■ Exercise description ■
Copy out the entries below word for word, beginning at the line containing "Q: Point to the woman" and continuing to the final line of the entries.

[Dataset items]
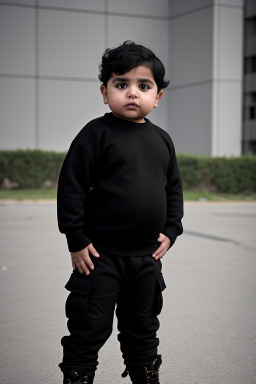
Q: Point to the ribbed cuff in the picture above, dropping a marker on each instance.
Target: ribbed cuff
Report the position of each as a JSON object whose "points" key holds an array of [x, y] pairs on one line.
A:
{"points": [[172, 233], [77, 241]]}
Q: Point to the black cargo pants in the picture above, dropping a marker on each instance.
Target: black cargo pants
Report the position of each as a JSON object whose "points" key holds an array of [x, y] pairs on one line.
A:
{"points": [[134, 285]]}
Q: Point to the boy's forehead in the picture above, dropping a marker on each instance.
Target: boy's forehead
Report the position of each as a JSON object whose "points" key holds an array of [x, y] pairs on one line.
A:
{"points": [[139, 72]]}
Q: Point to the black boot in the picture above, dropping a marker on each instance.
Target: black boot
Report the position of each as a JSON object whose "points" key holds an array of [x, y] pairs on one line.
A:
{"points": [[73, 377], [144, 374]]}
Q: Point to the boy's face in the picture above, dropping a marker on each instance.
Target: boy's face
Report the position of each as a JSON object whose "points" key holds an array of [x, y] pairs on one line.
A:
{"points": [[133, 95]]}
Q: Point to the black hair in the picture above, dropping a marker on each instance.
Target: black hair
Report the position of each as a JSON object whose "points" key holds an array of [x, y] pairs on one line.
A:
{"points": [[127, 56]]}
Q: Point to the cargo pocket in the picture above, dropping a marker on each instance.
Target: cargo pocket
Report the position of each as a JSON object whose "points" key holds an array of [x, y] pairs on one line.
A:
{"points": [[160, 286], [76, 304]]}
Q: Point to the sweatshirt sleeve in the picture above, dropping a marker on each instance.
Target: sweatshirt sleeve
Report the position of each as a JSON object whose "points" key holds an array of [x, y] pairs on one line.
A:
{"points": [[173, 226], [75, 180]]}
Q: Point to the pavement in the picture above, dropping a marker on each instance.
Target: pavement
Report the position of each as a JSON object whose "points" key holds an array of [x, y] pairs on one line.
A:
{"points": [[208, 324]]}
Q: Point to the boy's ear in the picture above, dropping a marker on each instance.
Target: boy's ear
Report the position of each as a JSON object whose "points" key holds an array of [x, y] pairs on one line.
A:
{"points": [[103, 90], [158, 98]]}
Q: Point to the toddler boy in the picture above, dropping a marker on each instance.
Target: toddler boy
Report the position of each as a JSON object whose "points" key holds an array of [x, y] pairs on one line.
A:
{"points": [[120, 206]]}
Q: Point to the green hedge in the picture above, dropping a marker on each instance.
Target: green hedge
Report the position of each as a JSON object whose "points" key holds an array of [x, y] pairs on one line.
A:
{"points": [[220, 174], [30, 168], [37, 169]]}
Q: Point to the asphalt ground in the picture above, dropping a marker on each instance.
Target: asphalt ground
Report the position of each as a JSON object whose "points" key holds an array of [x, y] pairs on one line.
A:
{"points": [[208, 324]]}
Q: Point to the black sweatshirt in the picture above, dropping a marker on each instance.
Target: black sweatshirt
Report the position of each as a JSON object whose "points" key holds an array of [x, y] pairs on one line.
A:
{"points": [[119, 187]]}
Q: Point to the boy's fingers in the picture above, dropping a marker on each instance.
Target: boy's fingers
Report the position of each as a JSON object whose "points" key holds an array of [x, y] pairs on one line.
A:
{"points": [[93, 250], [88, 262]]}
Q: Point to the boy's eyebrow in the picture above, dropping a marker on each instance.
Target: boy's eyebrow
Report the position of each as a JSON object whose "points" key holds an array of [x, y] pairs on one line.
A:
{"points": [[126, 79]]}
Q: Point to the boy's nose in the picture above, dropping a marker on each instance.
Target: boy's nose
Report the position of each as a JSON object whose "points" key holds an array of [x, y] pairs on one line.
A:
{"points": [[132, 93]]}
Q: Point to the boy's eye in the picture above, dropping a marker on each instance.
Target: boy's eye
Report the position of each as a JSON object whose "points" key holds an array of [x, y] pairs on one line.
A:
{"points": [[144, 87], [121, 85]]}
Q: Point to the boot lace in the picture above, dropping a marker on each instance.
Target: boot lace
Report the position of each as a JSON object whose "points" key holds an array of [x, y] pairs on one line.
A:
{"points": [[83, 380], [152, 377]]}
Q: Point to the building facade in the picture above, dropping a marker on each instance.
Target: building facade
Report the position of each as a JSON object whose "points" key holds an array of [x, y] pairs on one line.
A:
{"points": [[249, 115], [51, 49]]}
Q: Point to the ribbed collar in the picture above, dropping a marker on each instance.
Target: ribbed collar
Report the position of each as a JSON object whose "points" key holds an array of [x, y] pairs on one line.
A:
{"points": [[126, 123]]}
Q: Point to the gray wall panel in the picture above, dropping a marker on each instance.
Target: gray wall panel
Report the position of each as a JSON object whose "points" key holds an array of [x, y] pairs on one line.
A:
{"points": [[191, 48], [65, 107], [140, 7], [70, 44], [89, 5], [190, 119], [17, 113], [17, 40], [183, 6]]}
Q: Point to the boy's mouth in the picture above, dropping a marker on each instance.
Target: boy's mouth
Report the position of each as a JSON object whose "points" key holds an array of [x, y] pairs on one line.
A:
{"points": [[132, 105]]}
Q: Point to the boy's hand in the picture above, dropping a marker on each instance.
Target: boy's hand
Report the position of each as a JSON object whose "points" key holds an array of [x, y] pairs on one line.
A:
{"points": [[161, 251], [82, 261]]}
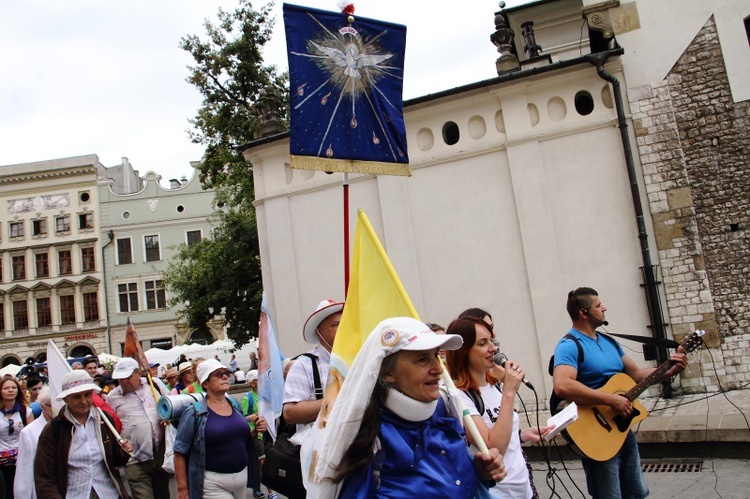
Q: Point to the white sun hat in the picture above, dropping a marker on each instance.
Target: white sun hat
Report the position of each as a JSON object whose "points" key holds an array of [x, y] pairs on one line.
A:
{"points": [[75, 382], [325, 309]]}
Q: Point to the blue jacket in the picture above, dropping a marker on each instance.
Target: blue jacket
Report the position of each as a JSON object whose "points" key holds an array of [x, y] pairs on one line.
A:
{"points": [[428, 458], [192, 444]]}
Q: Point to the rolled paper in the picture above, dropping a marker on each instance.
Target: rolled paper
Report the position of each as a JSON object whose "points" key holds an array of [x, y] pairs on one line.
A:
{"points": [[171, 407]]}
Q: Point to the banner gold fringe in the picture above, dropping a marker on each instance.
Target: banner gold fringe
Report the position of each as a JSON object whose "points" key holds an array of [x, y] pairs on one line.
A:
{"points": [[349, 166]]}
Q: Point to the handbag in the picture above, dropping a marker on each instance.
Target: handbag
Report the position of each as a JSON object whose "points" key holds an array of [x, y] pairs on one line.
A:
{"points": [[282, 469]]}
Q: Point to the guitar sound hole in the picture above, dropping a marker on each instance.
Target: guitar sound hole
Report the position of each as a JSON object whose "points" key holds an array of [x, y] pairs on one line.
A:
{"points": [[624, 423]]}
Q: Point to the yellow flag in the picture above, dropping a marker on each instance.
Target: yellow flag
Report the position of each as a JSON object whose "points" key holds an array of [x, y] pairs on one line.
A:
{"points": [[375, 293]]}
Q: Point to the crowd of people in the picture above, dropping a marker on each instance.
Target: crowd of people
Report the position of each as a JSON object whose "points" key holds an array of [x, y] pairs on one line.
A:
{"points": [[395, 428]]}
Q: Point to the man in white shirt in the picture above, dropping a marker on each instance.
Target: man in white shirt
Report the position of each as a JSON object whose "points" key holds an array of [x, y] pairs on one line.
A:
{"points": [[301, 402], [135, 404]]}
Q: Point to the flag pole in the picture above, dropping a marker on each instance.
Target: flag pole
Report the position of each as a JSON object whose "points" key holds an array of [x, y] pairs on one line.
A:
{"points": [[346, 234]]}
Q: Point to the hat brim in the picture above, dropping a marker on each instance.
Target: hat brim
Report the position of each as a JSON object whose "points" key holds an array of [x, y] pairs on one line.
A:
{"points": [[312, 322], [441, 341], [78, 389], [123, 374]]}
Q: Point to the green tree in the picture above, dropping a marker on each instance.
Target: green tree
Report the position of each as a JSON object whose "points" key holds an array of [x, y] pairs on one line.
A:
{"points": [[240, 93]]}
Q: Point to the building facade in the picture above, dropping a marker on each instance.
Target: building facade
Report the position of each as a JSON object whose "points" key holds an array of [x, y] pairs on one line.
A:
{"points": [[619, 150], [52, 274], [83, 247], [142, 231]]}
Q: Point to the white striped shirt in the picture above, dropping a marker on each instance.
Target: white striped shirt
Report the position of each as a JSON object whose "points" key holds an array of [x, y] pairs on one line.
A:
{"points": [[299, 385], [86, 466]]}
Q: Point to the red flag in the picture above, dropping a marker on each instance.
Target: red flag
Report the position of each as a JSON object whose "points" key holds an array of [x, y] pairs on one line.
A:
{"points": [[133, 347]]}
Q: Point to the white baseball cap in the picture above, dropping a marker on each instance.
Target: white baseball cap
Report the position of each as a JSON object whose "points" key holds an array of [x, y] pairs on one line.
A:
{"points": [[325, 309]]}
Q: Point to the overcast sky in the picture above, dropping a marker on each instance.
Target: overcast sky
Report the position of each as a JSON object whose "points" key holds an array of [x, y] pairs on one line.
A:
{"points": [[107, 77]]}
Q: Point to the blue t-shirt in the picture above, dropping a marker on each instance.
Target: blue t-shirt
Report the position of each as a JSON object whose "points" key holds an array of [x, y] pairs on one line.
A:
{"points": [[225, 442], [602, 358]]}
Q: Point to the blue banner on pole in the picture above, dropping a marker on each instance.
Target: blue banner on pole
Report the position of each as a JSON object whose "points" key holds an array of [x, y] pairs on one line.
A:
{"points": [[346, 81]]}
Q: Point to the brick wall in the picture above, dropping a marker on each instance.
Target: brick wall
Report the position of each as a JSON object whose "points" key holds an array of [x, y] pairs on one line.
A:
{"points": [[693, 144]]}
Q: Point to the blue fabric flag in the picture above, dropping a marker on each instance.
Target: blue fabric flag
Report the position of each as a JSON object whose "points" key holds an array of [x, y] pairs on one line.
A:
{"points": [[346, 84], [270, 374]]}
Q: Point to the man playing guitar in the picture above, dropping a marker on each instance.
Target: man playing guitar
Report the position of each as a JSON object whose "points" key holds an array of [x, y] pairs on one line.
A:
{"points": [[620, 476]]}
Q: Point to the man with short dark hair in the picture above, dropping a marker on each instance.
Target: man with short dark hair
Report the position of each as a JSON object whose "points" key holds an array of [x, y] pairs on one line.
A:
{"points": [[134, 403], [577, 382]]}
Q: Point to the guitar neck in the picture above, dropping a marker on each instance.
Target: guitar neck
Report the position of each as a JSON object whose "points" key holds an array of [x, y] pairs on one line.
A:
{"points": [[649, 380]]}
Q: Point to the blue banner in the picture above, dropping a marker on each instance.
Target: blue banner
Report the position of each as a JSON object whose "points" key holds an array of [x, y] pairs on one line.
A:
{"points": [[346, 84]]}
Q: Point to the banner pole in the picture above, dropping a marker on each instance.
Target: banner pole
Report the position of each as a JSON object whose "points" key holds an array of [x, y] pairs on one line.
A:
{"points": [[346, 234]]}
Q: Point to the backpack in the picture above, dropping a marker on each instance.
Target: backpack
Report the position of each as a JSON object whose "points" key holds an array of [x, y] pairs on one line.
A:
{"points": [[282, 468], [557, 403]]}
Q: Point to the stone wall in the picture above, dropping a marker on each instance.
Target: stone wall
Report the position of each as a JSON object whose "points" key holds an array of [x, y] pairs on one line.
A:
{"points": [[693, 145]]}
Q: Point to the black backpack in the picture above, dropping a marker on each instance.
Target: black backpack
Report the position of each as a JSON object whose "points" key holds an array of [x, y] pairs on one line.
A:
{"points": [[282, 469], [556, 403]]}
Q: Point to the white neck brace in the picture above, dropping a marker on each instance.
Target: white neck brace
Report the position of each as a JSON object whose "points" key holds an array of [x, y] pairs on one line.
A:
{"points": [[408, 408]]}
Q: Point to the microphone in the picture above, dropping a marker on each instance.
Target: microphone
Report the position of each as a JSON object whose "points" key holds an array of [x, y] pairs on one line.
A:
{"points": [[601, 322], [500, 359]]}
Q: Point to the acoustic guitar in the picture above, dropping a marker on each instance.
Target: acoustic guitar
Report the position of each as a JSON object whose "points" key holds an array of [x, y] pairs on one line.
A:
{"points": [[599, 431]]}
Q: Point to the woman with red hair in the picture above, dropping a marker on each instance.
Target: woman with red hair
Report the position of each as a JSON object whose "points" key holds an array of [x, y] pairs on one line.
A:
{"points": [[488, 392]]}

■ Exercise output ■
Q: Point to the woman with red hair in the picture above, dropping a marker on each instance.
Target: woman with red hair
Report the position of each as a JSON object whose "points" key holds an array of [x, y] pairs on one line.
A:
{"points": [[488, 392]]}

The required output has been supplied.